El amor pide ayudar a cada persona a que se haga cada vez más señor de su propia vida. Pero somos señores de nuestra vida sólo cuando logramos experimentar su sentido también en el momento en el que sucesos trágicos parecen entregarnos al no-sentido. Somos señores de nuestra vida si somos capaces de situarla en un proyecto más grande que mira también al futuro de nuestra existencia: logramos encontrar una razón feliz también frente al dolor y a la muerte, descubrimos que somos plenamente nosotros mismos sólo cuando logramos morir, como el grano de trigo, para que todos tengan la alegría de cosechar el pan crecido en el terreno de mi pequeño servicio.
Hablamos de Jesús no sólo porque lo consideramos un amigo importante del que sentimos la alegría de regalar a todos la misma amistad… hablamos de Jesús y querríamos que todos lo pudiesen encontrar en el corazón de su existencia, porque sólo en él podemos descubrir que, a pesar de todo, somos y seguimos siendo señores de nuestra vida. Verdaderamente el nombre de Jesús es el regalo más grande que podemos hacer a todos, para devolverles a todos la alegría de vivir y la libertad de esperar.

__Instrucciones de trabajo__.
(A) Indique si cada afirmación concuerda con el texto seleccionado y respalde cada respuesta con las palabras decisivas del texto, citadas literalmente: (i) somos señores de nuestra vida solo cuando logramos experimentar su sentido también ante sucesos trágicos; (ii) hablamos de Jesús únicamente porque lo consideramos un amigo importante; (iii) el nombre de Jesús es el regalo más grande que podemos hacer a todos.
(B) Transcriba sin ninguna alteración todas las líneas de las entradas que figuran a continuación.

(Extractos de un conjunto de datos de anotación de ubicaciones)
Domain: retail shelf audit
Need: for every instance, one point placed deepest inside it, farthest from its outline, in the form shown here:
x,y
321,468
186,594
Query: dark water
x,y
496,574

__Soluciones por tarea__.
(A)
(i) Sí: «somos señores de nuestra vida sólo cuando logramos experimentar su sentido también en el momento en el que sucesos trágicos parecen entregarnos al no-sentido».
(ii) No: «Hablamos de Jesús no sólo porque lo consideramos un amigo importante».
(iii) Sí: «Verdaderamente el nombre de Jesús es el regalo más grande que podemos hacer a todos».

(B)
Domain: retail shelf audit
Need: for every instance, one point placed deepest inside it, farthest from its outline, in the form shown here:
x,y
321,468
186,594
Query: dark water
x,y
496,574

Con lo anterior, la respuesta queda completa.